*WHAT THIS TASK INVOLVES*
Output the listing, from its start through the line holding "0 244 L 163", inclusive, as a two-column CSV headed instruction and response. Give one row per answer, with the text that was answered and its answer each in a single quoted field and line breaks turned into spaces, and leave out the pictures.

--- START OF DATA ---

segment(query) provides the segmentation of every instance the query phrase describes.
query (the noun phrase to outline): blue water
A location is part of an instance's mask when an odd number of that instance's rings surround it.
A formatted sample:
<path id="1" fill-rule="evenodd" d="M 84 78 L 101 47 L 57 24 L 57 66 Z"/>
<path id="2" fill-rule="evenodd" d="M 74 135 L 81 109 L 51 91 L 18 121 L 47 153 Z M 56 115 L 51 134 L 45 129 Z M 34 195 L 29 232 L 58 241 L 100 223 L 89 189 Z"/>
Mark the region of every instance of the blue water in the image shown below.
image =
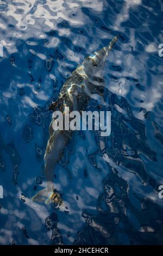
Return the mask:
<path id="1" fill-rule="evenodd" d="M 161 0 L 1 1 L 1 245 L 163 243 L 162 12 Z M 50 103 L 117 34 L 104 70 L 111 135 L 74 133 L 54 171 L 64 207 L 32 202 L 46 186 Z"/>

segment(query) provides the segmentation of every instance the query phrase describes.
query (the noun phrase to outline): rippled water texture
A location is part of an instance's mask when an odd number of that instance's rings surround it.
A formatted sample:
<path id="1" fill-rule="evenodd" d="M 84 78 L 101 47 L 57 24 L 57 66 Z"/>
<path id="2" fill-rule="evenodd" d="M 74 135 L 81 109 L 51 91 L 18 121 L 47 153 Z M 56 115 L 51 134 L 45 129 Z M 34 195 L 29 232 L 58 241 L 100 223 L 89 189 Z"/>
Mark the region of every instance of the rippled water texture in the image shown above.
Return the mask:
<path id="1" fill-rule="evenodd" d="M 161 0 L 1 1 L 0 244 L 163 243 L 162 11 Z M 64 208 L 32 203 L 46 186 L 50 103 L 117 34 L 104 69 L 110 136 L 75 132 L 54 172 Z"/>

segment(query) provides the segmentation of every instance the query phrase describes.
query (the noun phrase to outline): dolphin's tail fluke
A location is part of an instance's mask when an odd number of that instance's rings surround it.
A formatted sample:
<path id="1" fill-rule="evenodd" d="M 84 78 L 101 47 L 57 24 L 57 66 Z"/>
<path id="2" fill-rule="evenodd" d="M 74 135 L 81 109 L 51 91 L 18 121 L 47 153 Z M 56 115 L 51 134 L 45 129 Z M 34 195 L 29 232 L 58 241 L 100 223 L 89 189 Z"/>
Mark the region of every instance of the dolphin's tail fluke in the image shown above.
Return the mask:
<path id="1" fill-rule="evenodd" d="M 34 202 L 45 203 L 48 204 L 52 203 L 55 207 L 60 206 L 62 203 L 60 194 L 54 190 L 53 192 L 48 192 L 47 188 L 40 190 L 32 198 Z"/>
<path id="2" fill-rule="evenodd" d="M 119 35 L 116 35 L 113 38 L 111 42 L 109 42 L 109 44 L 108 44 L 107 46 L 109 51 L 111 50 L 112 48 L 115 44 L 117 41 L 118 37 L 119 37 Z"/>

--- END OF DATA ---

*FULL SOLUTION*
instruction,response
"segment(query) provides the segmentation of every instance the query phrase describes. query (the noun phrase to outline): blue water A location is part of an instance's mask when an odd number of that instance's rings surround it. A formatted sample: <path id=""1"" fill-rule=""evenodd"" d=""M 84 78 L 101 47 L 57 24 L 57 66 Z""/> <path id=""2"" fill-rule=""evenodd"" d=""M 74 135 L 81 109 L 51 91 L 18 121 L 47 153 Z M 56 115 L 51 134 L 45 129 Z M 34 195 L 29 232 L 58 241 L 100 223 L 89 189 Z""/> Mark the region of every instance of the blue water in the image shown below. image = Return the mask:","<path id=""1"" fill-rule=""evenodd"" d=""M 161 0 L 1 1 L 1 245 L 163 243 L 162 12 Z M 50 103 L 117 34 L 104 70 L 111 135 L 74 133 L 54 171 L 64 207 L 32 202 L 46 186 Z""/>"
"segment(query) provides the segmentation of every instance the query phrase describes. query (the noun phrase to outline): rippled water texture A location is part of an instance's mask when an odd number of that instance's rings surround it. A formatted sample: <path id=""1"" fill-rule=""evenodd"" d=""M 84 78 L 101 47 L 57 24 L 57 66 Z""/> <path id=""2"" fill-rule=""evenodd"" d=""M 74 135 L 81 109 L 51 91 L 18 121 L 47 153 Z M 56 115 L 51 134 L 45 129 Z M 34 195 L 29 232 L 58 241 L 100 223 L 89 189 Z""/> Mark the region of every instance of the rippled water texture in the image shown above. Return the mask:","<path id=""1"" fill-rule=""evenodd"" d=""M 161 0 L 1 1 L 0 244 L 163 243 L 162 11 Z M 64 208 L 32 203 L 46 186 L 50 103 L 117 34 L 104 69 L 110 136 L 75 132 L 54 172 Z""/>"